*** Data supplied Section Begins ***

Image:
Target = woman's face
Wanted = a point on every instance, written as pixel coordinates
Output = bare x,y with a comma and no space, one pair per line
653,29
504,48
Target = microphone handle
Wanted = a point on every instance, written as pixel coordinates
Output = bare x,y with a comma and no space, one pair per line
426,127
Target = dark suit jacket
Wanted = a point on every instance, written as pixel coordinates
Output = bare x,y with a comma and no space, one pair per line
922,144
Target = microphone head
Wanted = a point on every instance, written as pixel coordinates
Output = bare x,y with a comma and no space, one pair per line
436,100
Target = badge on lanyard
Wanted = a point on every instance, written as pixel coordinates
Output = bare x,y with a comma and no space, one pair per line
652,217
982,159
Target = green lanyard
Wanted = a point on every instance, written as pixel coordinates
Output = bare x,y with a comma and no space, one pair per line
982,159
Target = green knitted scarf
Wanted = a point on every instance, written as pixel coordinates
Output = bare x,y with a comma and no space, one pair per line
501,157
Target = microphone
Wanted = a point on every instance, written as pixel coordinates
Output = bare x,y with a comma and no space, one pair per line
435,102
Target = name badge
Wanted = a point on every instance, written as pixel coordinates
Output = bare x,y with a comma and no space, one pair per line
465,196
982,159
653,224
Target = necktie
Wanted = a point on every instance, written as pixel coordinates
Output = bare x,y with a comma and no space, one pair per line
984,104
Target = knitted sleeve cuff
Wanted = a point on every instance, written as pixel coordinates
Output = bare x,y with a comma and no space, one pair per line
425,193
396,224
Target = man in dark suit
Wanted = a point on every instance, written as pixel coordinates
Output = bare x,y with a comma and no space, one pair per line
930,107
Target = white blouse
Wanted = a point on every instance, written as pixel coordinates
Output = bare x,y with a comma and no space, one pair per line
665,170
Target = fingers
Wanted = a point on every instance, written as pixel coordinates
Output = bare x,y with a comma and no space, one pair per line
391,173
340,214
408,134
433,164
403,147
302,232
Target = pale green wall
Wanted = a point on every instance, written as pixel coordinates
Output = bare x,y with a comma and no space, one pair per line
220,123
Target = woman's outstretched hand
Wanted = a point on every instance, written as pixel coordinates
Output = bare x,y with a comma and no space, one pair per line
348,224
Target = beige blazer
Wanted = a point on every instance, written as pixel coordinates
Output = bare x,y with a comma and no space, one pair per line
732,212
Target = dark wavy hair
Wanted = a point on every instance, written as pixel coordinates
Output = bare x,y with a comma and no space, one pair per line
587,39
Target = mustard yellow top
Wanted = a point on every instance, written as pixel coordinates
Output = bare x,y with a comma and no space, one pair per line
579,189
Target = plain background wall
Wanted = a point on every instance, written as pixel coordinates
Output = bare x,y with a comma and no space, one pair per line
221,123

*** Data supplied Section Ends ***

Task to complete:
Return only those lines of the records that contain the string "dark".

Answer space:
Target = dark suit jacket
Target = man in dark suit
Target = dark wavy hair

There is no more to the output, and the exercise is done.